(Try it)
The records below are to be written out again, exactly as they appear.

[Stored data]
________
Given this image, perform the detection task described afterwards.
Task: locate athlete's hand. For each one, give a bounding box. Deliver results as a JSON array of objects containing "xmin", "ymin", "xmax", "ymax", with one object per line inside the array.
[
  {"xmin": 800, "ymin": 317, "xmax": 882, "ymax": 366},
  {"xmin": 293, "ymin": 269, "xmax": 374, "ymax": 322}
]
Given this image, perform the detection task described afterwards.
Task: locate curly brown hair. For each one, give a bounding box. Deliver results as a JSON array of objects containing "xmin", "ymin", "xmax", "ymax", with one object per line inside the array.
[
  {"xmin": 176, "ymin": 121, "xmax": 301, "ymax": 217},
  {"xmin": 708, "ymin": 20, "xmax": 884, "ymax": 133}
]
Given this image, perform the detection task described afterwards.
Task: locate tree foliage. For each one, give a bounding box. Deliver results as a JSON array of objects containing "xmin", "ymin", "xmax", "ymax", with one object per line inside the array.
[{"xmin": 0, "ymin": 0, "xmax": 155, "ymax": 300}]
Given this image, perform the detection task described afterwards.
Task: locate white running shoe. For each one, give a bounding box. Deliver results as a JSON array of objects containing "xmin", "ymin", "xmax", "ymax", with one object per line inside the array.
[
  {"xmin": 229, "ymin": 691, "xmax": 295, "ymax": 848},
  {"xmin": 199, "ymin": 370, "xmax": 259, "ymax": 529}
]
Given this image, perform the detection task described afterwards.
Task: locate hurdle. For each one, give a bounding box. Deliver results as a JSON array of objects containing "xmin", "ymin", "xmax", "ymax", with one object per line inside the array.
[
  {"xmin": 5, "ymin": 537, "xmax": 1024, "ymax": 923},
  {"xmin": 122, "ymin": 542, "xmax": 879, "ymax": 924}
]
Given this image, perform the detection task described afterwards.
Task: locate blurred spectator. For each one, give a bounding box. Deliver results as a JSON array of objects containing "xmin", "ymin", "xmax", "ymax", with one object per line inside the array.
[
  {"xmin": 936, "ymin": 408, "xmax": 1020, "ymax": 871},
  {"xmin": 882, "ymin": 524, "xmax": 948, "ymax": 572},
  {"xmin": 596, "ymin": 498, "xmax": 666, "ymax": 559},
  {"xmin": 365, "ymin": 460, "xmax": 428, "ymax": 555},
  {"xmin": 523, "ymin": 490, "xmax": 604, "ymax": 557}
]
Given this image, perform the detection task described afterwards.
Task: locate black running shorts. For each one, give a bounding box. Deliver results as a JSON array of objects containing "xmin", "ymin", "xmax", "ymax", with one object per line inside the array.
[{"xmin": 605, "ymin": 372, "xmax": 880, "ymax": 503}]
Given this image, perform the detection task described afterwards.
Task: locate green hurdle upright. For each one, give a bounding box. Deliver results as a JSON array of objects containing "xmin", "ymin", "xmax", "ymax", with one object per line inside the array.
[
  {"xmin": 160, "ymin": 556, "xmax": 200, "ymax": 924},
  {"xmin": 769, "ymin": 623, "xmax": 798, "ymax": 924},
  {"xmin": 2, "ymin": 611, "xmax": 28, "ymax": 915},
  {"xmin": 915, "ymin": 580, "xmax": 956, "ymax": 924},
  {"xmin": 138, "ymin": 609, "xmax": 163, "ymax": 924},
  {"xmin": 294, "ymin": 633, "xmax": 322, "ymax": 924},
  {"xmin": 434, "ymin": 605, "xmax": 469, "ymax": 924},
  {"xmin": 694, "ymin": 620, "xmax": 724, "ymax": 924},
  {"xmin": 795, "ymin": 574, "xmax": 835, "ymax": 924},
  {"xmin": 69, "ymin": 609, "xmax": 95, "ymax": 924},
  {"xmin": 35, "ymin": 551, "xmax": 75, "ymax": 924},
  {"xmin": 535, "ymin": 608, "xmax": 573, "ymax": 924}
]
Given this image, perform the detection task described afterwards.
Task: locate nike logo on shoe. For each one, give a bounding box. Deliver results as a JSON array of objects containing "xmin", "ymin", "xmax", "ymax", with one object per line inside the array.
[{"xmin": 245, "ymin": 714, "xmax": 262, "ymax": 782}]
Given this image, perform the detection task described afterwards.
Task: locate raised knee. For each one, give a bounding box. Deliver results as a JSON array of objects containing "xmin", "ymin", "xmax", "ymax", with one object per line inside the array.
________
(Answer to this task)
Given this image, perform the detection task described afterwards.
Task: locate athlete's hand. For each one, give a bounding box. Deliver results as a JSON array of objects containing "xmin", "ymin", "xmax", "ymax", with one object per line inside the array.
[
  {"xmin": 800, "ymin": 317, "xmax": 882, "ymax": 366},
  {"xmin": 293, "ymin": 269, "xmax": 374, "ymax": 322}
]
Given this image, perform the detection task described afterwards.
Task: locate curly brown hair. For each one, give a bounding box. Deliver results as a JSON array of objects containing "xmin", "ymin", "xmax", "ymax", with one object per line inside the array.
[
  {"xmin": 176, "ymin": 121, "xmax": 301, "ymax": 217},
  {"xmin": 708, "ymin": 20, "xmax": 884, "ymax": 133}
]
Given this image, perform the detection task described afterwards.
Task: locate tree foliage. For each one, give a bounding box. Deliver results as a JSON array of objects containing "xmin", "ymin", "xmax", "ymax", with one object per line inside the array.
[{"xmin": 0, "ymin": 0, "xmax": 155, "ymax": 300}]
Given this image, perform the detection task described afterwards.
Task: locate white running shoe. For each one, give a bounding box. Deliver results as a JSON array of objects containing "xmin", "ymin", "xmax", "ymax", with one object per line inside the array.
[
  {"xmin": 229, "ymin": 691, "xmax": 295, "ymax": 848},
  {"xmin": 199, "ymin": 370, "xmax": 259, "ymax": 529}
]
Given this image, perform the detection task described afterwards.
Task: locate hurdle. For each one, give a bounding box. Deliver results as a JSON array of objects containing "xmin", "ymin", "xmax", "ymax", with one object per line inside the array.
[
  {"xmin": 5, "ymin": 537, "xmax": 1024, "ymax": 923},
  {"xmin": 122, "ymin": 542, "xmax": 879, "ymax": 924}
]
Given this image, perform the detection task described afterwards.
Task: locate blurred spectator. For each one, give a bounding box. Deliver results as a JSON array of objects containing "xmin", "ymin", "xmax", "ymax", with one object per line inside the array.
[
  {"xmin": 936, "ymin": 408, "xmax": 1020, "ymax": 871},
  {"xmin": 882, "ymin": 524, "xmax": 948, "ymax": 572},
  {"xmin": 596, "ymin": 498, "xmax": 666, "ymax": 559},
  {"xmin": 365, "ymin": 460, "xmax": 428, "ymax": 555},
  {"xmin": 523, "ymin": 490, "xmax": 604, "ymax": 557}
]
Given this image, perform the detection task described afterwards.
Task: locate black running shorts. For each one, give a bounding box. Deliver results as a JSON array of objects containing "xmin", "ymin", "xmax", "ymax", with one object per line inside the array.
[{"xmin": 605, "ymin": 372, "xmax": 880, "ymax": 503}]
Given this image, perform the detection task described afterwards.
Task: locate green hurdle upright. For each one, give a bounding box. Deliver results as a JSON array of objects containing "xmin", "ymin", "xmax", "ymax", with one object per line inside the array.
[
  {"xmin": 160, "ymin": 556, "xmax": 200, "ymax": 924},
  {"xmin": 769, "ymin": 623, "xmax": 798, "ymax": 924},
  {"xmin": 2, "ymin": 611, "xmax": 28, "ymax": 915},
  {"xmin": 915, "ymin": 580, "xmax": 956, "ymax": 924},
  {"xmin": 138, "ymin": 609, "xmax": 163, "ymax": 924},
  {"xmin": 294, "ymin": 633, "xmax": 322, "ymax": 924},
  {"xmin": 434, "ymin": 605, "xmax": 469, "ymax": 924},
  {"xmin": 694, "ymin": 620, "xmax": 724, "ymax": 924},
  {"xmin": 795, "ymin": 574, "xmax": 835, "ymax": 924},
  {"xmin": 69, "ymin": 609, "xmax": 95, "ymax": 924},
  {"xmin": 35, "ymin": 551, "xmax": 75, "ymax": 924},
  {"xmin": 535, "ymin": 608, "xmax": 573, "ymax": 924}
]
Given this image, perform the detection task described afterwards.
Task: locate nike logo on shoe. For each one, give a bounding box. Deliver results as a JSON array of objects containing "xmin", "ymin", "xmax", "ymax", with one object per line inside the array.
[{"xmin": 245, "ymin": 714, "xmax": 262, "ymax": 782}]
Given this image, perform the detection task described afterwards.
Task: locate raised knee. For each one, give a bounding box. Deliver results as a JSON array of objects containing "xmin", "ymin", "xmax", "ymax", with one object per line inside the array.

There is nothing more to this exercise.